Page text

════════════════

# Best shoes for Time Atac Z Pedals?



## Sinac (May 1, 2008)

I'm going to buy some Time Atac Z pedals and wanted to get opinions on the best shoes (women's) for these. Thanks!


----------



## E.J. (Jul 18, 2008)

Sinac said:


> I'm going to buy some Time Atac Z pedals and wanted to get opinions on the best shoes (women's) for these. Thanks!


The shoes that fit your feet the best/are comfortable & are within the budget that you establish.


----------



## Sinac (May 1, 2008)

I guess I should've put more details about shoes. I'm not always a fan of being clipped in for some terrain, so I'm trying these since they have a platform. The shoes I currently use have a hard plastic center with rubber tread on the edges. My thought was that a shoe with more rubber on the center would help with slipping, but I don't know which shoes would be like that, nor do I know which would be compatible with the cleats on these pedals. I was hoping to get feedback from anyone that has this pedal and has a shoe that's working well for them.


----------



## vaelin (Sep 3, 2009)

My ex-wife used Time Zs with cannondale shoes. They looked like low-top hikers.

════════════════

Location labeling records:
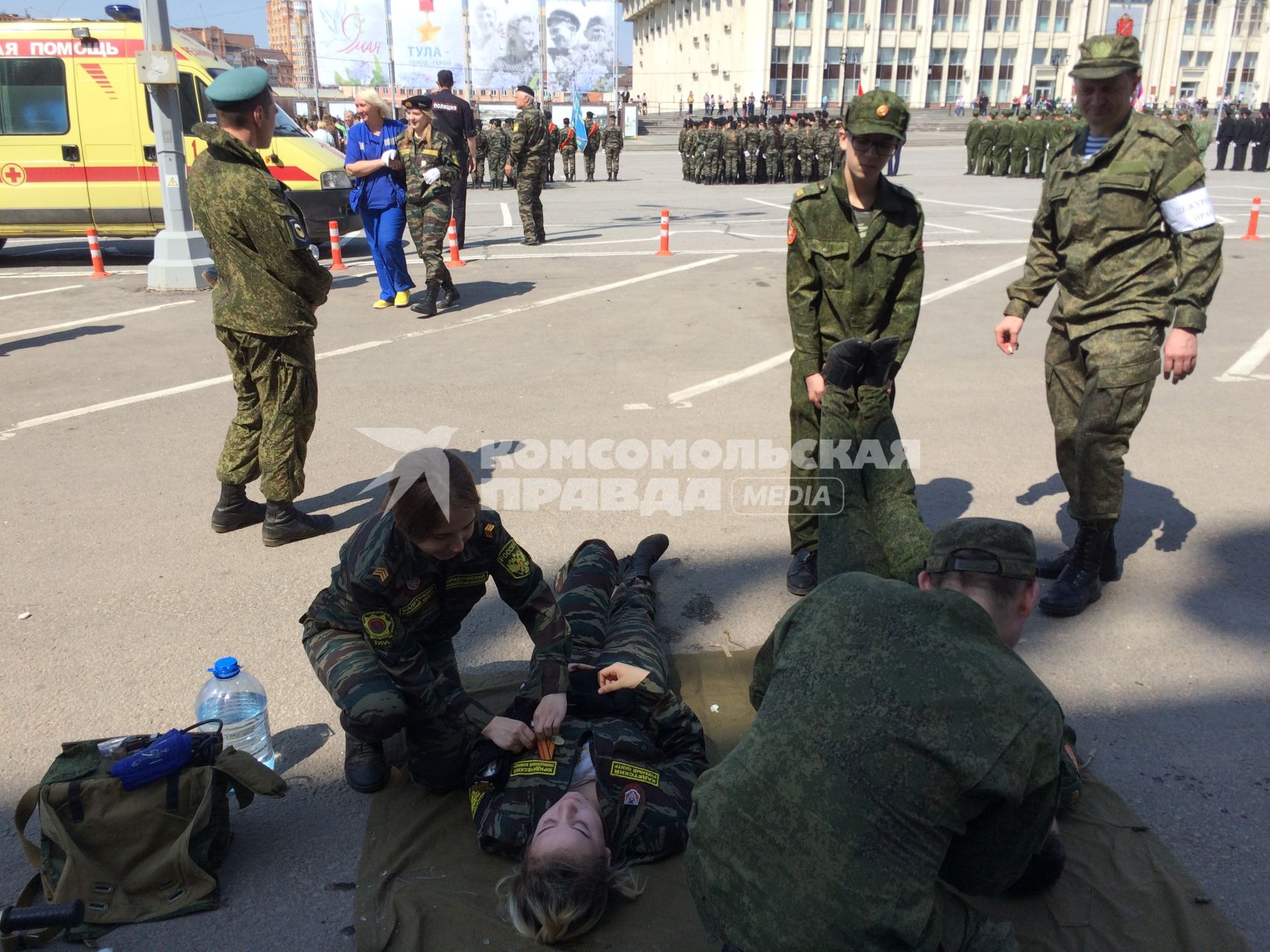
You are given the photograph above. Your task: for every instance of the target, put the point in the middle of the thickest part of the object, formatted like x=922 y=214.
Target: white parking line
x=366 y=346
x=46 y=291
x=1244 y=368
x=681 y=396
x=28 y=332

════════════════

Task set
- a) Rescale the location labeling rows by writing out all of their lines again, requests included, with each coordinate in the answers multiplied by 0.6 and rounded to a whole number, halves going up. Omit the pictures.
- b) Extend the thread on shoes for Time Atac Z pedals, picking up after its final post.
The thread on shoes for Time Atac Z pedals and the location labeling rows come from unrelated sources.

Exercise answers
- a)
You are given the photograph above. Your task: for every instance of the target, put the point in the middle of the thickest part of the object, formatted like x=922 y=214.
Target: white parking line
x=220 y=208
x=28 y=175
x=746 y=221
x=409 y=238
x=17 y=199

- b)
You're mostly looking for something with treads; the platform is nice on the Zs, but you'll still need something with a tread to hook inbetween the nooks.


----------



## 'size (Oct 10, 2005)

these shimano's work well.
also 5.10 will have a clipped shoe out next month which may be the best bet for the time z's


----------



## oohsh_t (Aug 11, 2007)

http://www.downcycles.com/store/2005-hammer-p-432.html661 have a skate style clip shoe for around $80.


----------



## oakhills (Mar 30, 2004)

I've always liked the Sidi Dominator 5's, or whichever version fits women. They are very comfortable and outlast the other brands I have tried by a 3 to 1 margin. Also been using Time pedals for 9 years...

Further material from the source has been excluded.